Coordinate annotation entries

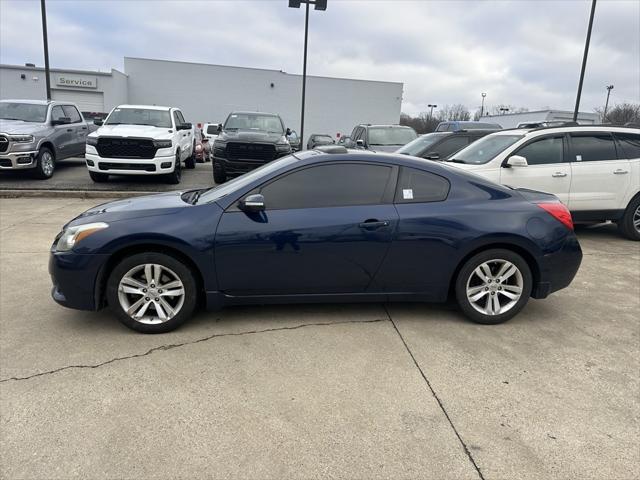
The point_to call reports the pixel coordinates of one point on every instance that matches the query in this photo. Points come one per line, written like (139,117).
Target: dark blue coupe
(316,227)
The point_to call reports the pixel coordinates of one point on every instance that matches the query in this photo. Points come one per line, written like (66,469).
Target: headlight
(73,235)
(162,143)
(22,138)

--

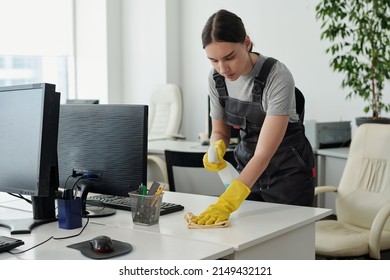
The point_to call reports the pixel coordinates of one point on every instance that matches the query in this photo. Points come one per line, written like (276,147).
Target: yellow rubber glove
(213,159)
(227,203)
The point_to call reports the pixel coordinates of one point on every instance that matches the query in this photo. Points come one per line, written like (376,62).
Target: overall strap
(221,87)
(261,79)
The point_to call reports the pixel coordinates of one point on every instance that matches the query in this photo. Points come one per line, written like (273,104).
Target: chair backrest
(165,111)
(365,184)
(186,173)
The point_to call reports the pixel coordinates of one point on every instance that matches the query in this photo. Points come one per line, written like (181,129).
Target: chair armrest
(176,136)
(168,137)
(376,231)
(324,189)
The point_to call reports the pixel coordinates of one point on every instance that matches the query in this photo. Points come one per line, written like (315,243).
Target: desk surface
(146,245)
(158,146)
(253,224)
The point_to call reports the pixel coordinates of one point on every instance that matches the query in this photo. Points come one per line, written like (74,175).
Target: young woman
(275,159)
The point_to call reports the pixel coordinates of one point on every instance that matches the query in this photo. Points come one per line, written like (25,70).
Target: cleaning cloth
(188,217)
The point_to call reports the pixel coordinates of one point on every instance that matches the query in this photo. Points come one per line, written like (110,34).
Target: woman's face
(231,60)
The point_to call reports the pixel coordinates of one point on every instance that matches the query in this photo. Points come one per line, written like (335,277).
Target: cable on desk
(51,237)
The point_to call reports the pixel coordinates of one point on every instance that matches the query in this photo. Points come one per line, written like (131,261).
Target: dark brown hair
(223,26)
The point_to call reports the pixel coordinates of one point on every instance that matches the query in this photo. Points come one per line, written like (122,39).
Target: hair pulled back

==

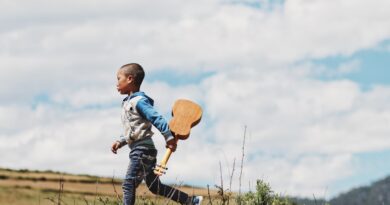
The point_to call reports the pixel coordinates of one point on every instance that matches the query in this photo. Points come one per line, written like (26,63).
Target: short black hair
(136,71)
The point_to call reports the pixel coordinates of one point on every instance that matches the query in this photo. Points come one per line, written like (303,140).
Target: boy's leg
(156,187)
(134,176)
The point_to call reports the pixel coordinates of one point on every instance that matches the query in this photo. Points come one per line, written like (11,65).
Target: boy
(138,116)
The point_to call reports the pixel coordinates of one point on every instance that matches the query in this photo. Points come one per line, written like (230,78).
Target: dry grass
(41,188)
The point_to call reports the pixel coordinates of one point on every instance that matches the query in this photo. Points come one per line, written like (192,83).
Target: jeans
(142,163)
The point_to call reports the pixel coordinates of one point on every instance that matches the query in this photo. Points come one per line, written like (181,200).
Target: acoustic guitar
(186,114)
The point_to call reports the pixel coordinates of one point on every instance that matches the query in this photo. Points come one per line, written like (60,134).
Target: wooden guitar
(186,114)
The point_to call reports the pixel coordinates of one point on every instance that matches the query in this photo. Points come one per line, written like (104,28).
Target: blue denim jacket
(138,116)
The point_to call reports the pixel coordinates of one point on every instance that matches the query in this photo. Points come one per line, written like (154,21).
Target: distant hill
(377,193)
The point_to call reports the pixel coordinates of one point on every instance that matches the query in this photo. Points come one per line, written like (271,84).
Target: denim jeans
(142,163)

* GIVEN INSTRUCTION: Rewrite the lines starting at the one containing "written like (122,39)." and ending at the one containing "Target: hair pulled back" as a Markdown table with the columns Row and Line. Number the rows from 1, leave out blank lines, and include nothing else from the items.

* FULL RESPONSE:
| Row | Line |
|---|---|
| 1 | The point_to call reports the pixel coordinates of one point on every instance that matches the query in this photo. Points come one per line, written like (122,39). |
| 2 | Target: hair pulled back |